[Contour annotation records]

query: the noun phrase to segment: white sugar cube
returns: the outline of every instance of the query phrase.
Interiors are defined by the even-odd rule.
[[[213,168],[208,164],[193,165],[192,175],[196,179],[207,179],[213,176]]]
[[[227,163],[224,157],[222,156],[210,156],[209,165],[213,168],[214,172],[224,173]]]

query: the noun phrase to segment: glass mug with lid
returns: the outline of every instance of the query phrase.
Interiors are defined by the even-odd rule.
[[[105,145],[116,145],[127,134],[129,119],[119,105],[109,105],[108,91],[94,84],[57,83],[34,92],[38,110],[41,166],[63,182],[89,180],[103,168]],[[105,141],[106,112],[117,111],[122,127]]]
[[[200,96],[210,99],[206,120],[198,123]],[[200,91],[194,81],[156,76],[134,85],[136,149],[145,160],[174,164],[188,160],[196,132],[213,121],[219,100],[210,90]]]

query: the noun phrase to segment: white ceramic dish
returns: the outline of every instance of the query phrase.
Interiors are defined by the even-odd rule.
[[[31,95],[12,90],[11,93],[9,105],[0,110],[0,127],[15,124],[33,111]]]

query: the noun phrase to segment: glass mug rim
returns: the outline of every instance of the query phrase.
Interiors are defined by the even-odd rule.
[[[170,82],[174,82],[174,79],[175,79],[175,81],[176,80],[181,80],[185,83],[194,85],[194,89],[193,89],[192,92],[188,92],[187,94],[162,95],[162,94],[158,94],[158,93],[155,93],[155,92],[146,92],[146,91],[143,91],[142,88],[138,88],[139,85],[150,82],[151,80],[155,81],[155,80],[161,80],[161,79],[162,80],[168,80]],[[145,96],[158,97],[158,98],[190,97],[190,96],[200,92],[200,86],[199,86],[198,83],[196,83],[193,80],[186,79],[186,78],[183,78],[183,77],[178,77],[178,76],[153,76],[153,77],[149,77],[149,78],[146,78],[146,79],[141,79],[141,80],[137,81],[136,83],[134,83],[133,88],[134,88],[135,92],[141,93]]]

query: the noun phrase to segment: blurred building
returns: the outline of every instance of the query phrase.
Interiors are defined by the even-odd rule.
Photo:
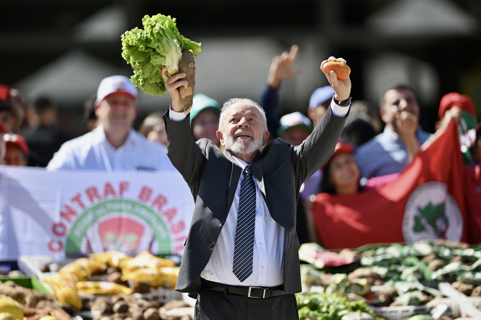
[[[283,84],[280,115],[305,113],[312,91],[327,84],[319,66],[331,55],[348,61],[354,99],[377,105],[389,86],[415,86],[427,130],[448,92],[471,95],[481,114],[479,0],[5,0],[2,9],[0,83],[27,99],[51,97],[74,135],[86,130],[82,106],[100,80],[132,74],[120,35],[158,13],[202,42],[196,91],[219,101],[258,99],[272,57],[296,43],[303,73]],[[170,99],[144,94],[139,102],[141,118]]]

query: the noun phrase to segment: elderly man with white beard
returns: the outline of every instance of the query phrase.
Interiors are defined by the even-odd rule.
[[[334,151],[350,105],[349,78],[324,73],[335,94],[296,147],[277,138],[259,151],[269,137],[264,110],[250,99],[228,100],[217,132],[223,152],[207,139],[194,141],[178,90],[185,74],[164,71],[172,98],[164,115],[167,155],[195,201],[176,290],[197,297],[195,319],[298,319],[299,189]]]

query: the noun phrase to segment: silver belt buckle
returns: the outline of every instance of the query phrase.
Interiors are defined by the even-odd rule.
[[[247,294],[247,296],[249,298],[260,298],[260,296],[251,296],[251,289],[262,289],[264,291],[264,295],[262,295],[262,298],[264,298],[266,297],[266,289],[264,288],[260,288],[259,287],[249,287],[249,293]]]

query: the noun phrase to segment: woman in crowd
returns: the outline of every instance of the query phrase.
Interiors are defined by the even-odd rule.
[[[410,161],[412,161],[420,148],[425,149],[446,131],[452,119],[457,122],[460,114],[461,109],[458,107],[447,111],[439,128],[433,136],[420,148],[417,144],[415,136],[416,128],[418,127],[417,118],[412,117],[411,115],[407,112],[401,112],[398,117],[398,128],[401,129],[400,134],[405,142]],[[399,175],[399,173],[393,173],[362,181],[354,152],[354,148],[351,145],[342,141],[338,143],[332,156],[322,168],[324,174],[321,181],[320,192],[350,194],[361,190],[378,189],[393,181]]]
[[[167,133],[162,112],[154,112],[144,119],[139,132],[147,140],[167,146]]]
[[[195,141],[207,138],[218,147],[220,146],[215,133],[219,128],[220,111],[220,105],[217,101],[202,93],[194,96],[190,109],[190,128]],[[149,115],[139,131],[147,140],[167,146],[167,134],[162,115],[161,112]]]

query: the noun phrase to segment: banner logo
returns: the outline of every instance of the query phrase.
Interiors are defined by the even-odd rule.
[[[65,252],[118,250],[134,253],[143,249],[170,254],[170,235],[169,227],[152,208],[131,199],[109,199],[90,207],[76,220]]]
[[[435,181],[419,185],[406,204],[403,235],[406,242],[425,239],[459,241],[463,217],[459,207],[447,191],[447,185]]]

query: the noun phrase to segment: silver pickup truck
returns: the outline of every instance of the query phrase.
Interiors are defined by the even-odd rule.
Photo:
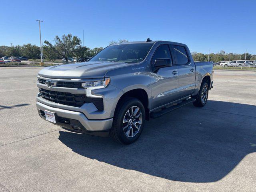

--- Set exercise ---
Which lines in the listing above contain the word "glass"? Pull each of them out.

--- The output ---
query: the noun phrase to segment: glass mug with lid
query: the noun phrase to segment: glass mug rim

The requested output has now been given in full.